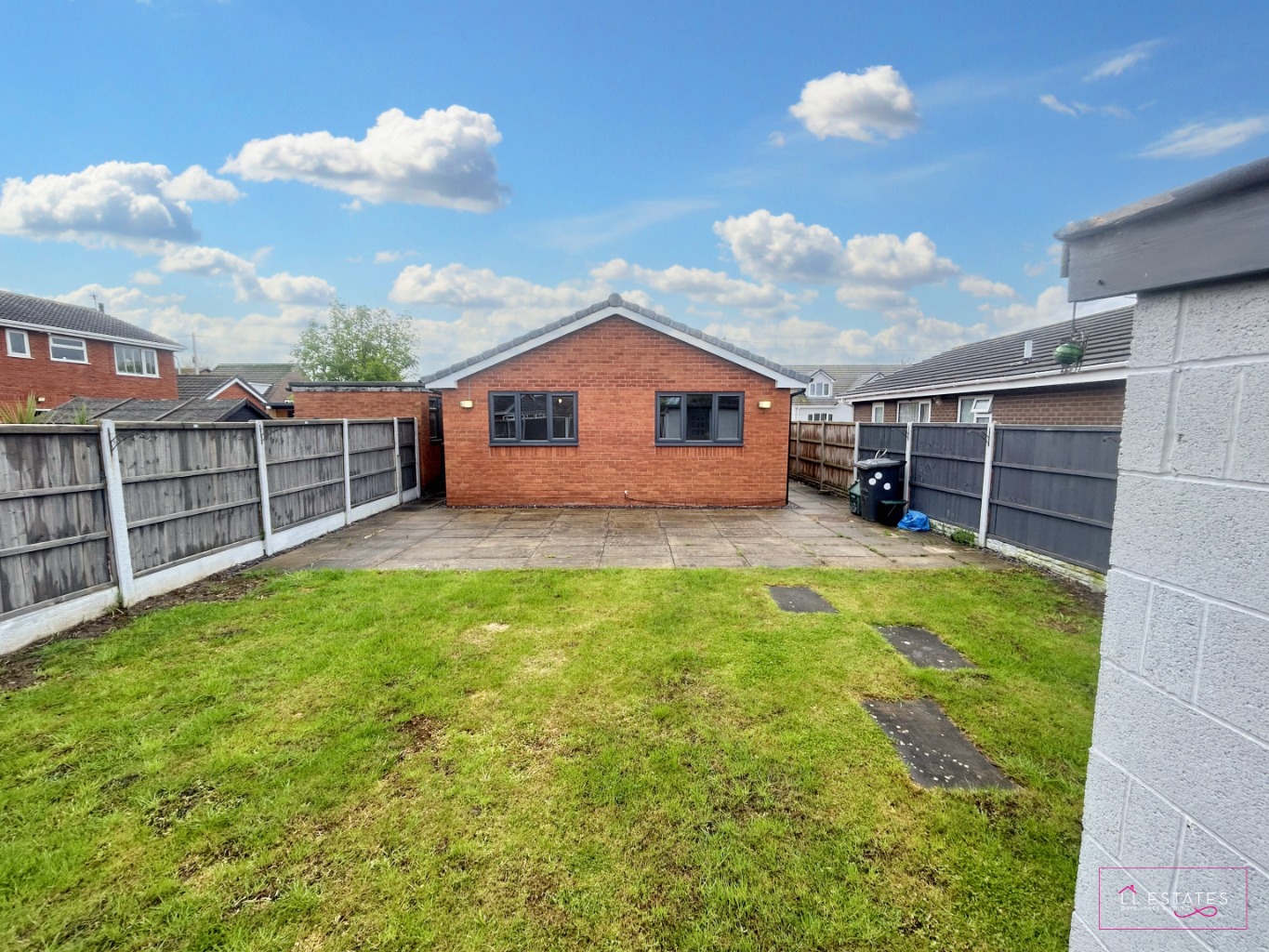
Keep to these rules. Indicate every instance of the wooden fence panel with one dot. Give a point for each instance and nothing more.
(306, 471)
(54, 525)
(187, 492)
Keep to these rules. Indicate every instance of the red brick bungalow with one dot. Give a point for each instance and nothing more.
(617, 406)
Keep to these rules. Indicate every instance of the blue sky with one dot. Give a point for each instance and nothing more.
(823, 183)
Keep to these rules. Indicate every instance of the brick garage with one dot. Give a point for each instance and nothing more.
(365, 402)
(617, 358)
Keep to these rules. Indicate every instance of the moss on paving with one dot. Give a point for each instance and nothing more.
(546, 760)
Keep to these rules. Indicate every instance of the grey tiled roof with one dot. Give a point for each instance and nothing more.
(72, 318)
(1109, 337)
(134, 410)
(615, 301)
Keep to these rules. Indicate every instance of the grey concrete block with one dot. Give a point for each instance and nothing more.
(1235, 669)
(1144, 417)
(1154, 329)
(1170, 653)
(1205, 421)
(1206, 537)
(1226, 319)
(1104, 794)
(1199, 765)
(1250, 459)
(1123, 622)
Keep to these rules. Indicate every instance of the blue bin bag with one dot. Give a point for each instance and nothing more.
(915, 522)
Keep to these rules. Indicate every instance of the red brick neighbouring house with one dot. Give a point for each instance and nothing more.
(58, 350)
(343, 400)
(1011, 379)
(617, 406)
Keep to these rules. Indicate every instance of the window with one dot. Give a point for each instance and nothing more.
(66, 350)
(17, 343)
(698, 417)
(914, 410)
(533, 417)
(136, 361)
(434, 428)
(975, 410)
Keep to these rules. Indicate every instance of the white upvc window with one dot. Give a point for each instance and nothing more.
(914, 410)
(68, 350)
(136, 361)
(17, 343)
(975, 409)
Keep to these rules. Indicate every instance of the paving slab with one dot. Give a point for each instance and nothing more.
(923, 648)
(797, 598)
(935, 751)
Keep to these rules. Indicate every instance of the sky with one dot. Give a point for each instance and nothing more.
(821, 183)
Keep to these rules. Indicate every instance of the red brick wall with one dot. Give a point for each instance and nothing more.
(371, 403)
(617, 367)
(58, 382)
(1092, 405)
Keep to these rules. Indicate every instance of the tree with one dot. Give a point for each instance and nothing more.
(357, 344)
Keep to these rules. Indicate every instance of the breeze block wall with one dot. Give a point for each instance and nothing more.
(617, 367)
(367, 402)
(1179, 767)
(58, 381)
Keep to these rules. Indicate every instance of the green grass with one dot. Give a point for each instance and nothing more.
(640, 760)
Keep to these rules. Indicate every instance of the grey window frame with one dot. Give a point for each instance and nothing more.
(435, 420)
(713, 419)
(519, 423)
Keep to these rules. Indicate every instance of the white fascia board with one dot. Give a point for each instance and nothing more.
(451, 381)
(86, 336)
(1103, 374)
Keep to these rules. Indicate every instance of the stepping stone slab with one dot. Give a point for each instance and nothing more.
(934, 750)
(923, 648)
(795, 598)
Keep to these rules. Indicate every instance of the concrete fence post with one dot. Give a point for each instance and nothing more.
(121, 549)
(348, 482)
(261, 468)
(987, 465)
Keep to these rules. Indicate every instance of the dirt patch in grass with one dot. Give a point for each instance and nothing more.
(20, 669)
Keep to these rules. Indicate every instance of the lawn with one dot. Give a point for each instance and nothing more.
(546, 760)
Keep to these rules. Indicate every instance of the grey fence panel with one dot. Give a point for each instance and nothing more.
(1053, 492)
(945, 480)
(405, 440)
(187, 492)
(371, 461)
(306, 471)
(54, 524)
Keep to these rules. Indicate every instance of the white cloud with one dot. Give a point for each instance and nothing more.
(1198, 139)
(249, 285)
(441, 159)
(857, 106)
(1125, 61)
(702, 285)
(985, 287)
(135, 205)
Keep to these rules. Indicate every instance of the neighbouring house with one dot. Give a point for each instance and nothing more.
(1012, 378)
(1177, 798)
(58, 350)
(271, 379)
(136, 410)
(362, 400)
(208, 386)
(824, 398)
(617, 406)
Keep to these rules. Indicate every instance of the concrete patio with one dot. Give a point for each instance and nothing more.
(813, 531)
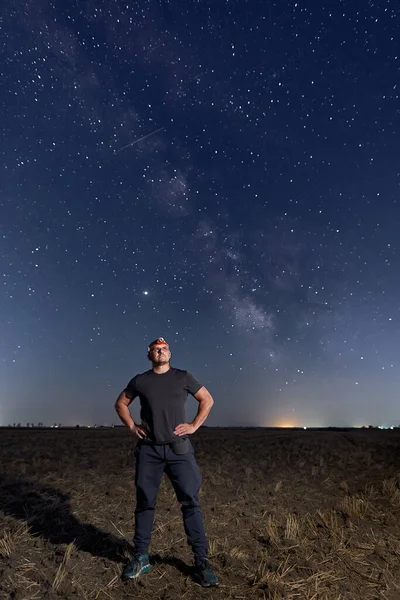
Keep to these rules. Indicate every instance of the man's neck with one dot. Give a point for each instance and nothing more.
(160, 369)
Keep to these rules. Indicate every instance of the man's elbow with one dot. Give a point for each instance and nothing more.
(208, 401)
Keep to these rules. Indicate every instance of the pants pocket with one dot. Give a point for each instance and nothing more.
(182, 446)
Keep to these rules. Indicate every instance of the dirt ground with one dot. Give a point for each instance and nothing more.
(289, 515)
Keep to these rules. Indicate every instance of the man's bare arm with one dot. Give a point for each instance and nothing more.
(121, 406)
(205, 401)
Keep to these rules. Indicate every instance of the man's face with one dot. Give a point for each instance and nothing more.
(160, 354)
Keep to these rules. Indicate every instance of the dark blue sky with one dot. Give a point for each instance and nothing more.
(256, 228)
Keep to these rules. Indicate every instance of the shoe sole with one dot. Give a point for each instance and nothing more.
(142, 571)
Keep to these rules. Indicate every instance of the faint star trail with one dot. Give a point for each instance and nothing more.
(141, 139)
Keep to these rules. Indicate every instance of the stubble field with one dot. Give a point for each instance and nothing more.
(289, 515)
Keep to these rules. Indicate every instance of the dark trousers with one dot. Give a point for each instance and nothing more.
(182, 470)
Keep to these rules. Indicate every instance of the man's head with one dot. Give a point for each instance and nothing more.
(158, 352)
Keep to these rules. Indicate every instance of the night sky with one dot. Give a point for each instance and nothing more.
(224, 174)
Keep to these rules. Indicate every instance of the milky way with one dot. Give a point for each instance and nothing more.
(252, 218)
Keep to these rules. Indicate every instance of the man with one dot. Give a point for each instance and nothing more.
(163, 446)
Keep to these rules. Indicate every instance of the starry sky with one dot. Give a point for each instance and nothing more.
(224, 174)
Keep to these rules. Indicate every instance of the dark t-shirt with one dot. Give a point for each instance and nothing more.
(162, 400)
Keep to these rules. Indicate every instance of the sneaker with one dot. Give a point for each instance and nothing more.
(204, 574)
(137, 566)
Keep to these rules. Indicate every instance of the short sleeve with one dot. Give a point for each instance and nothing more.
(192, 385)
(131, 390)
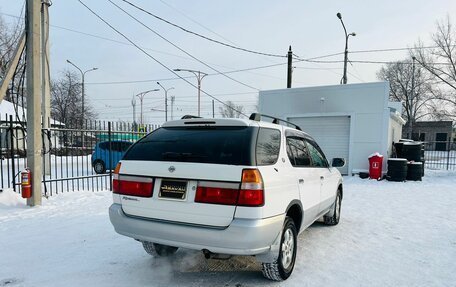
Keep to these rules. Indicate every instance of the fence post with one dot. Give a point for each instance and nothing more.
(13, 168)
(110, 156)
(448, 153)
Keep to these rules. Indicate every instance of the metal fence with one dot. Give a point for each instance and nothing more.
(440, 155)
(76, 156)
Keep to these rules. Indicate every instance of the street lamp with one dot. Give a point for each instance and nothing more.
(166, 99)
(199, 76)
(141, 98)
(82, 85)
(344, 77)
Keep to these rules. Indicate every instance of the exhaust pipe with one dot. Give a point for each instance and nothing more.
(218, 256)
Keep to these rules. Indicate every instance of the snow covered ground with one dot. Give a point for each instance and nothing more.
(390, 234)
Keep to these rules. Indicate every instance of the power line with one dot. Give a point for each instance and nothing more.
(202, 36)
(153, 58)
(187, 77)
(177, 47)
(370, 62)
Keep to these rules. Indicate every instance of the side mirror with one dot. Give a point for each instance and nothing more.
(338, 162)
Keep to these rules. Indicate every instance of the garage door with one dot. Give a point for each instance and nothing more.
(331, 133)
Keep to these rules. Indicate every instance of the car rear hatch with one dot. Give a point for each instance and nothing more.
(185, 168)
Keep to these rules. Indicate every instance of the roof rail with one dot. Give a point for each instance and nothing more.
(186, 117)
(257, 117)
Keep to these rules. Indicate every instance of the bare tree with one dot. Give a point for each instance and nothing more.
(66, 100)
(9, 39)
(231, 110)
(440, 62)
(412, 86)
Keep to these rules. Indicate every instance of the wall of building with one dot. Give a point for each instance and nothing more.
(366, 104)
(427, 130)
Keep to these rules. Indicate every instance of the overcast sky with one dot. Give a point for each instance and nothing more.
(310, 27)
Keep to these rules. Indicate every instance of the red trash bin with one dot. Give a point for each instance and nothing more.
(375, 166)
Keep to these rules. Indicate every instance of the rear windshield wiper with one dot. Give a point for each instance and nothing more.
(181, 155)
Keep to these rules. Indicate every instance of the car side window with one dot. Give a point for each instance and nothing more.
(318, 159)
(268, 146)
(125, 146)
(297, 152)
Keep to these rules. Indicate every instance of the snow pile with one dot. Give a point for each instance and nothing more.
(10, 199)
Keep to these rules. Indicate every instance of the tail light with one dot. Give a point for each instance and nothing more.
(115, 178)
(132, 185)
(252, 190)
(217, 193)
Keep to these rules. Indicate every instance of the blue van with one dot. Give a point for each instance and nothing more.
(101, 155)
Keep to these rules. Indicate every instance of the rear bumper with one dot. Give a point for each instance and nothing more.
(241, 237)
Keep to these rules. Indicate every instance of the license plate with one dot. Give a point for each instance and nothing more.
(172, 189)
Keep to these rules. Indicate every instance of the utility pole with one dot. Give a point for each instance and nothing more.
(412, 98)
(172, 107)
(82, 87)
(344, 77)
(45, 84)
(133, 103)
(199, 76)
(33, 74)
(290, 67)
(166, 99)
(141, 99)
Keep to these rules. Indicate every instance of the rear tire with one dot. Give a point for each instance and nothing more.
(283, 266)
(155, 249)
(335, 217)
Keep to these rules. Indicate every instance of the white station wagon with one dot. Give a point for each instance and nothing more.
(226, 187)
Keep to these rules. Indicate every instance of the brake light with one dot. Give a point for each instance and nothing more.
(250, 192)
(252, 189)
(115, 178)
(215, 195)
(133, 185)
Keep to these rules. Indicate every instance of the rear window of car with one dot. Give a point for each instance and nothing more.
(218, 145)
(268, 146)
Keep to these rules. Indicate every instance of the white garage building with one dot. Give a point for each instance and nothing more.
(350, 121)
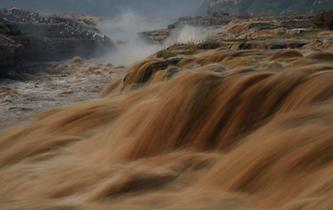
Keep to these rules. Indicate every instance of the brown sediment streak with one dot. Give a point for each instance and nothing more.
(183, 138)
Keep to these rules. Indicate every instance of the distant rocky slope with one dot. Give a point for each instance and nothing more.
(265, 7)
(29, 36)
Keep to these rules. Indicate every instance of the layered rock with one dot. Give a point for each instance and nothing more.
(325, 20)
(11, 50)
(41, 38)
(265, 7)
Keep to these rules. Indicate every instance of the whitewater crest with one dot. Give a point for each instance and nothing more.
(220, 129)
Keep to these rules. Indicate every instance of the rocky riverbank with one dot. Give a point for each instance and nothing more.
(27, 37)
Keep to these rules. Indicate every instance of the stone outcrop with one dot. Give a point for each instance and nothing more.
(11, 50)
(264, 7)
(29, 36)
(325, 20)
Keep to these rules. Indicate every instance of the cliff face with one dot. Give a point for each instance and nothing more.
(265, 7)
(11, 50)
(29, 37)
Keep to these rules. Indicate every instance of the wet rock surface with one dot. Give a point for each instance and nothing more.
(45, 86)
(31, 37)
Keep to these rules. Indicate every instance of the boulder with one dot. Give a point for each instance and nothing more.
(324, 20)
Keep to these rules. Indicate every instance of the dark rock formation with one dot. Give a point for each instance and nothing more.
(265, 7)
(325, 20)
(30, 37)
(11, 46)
* * *
### WORK TASK
Please transcribe the lines from the one containing "Keep to these rules. Indicate every instance of the wet" through the last line of the records. Include both ends and nothing else.

### RESULT FOR THIS EXERCISE
Keep to these rules. Indicate every instance of the wet rock surface with one dot. Give a point for each instance and nothing more.
(45, 86)
(31, 37)
Keep to these rules. Indicate every instance of the boulder with one dot. Give a point for each instance and nothing more.
(324, 20)
Keep to these rules. Indicate every instance of the dark rock formation with one dot. Give a point for each instance and nothing more.
(265, 7)
(325, 20)
(30, 37)
(11, 46)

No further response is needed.